[Start]

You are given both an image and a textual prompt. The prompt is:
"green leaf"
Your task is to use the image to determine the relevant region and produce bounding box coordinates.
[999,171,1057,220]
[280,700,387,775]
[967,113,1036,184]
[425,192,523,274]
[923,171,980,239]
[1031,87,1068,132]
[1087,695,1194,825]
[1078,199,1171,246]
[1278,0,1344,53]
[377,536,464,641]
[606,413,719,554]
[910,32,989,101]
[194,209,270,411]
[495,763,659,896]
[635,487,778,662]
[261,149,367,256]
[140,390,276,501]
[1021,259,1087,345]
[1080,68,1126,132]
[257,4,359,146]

[End]

Goal
Reproduce every line of the data above, leaving all wording as it stands, but multiply each bounding-box coordinate in the answers by 0.7. Round each result to a whole number, with halves rounded up.

The solution
You are given both an image and a textual prompt. The prompt is:
"green leaf"
Your task is to use the image to determine the relevant region and produce bounding box coordinates.
[699,120,740,154]
[196,490,271,543]
[677,79,725,129]
[298,134,366,192]
[646,120,686,167]
[722,61,748,92]
[761,487,836,578]
[755,139,820,172]
[895,0,941,37]
[264,375,325,449]
[424,289,503,388]
[637,22,692,71]
[136,146,189,288]
[347,534,461,627]
[445,341,545,463]
[183,104,257,179]
[98,273,193,351]
[715,181,761,242]
[756,48,788,92]
[180,3,251,102]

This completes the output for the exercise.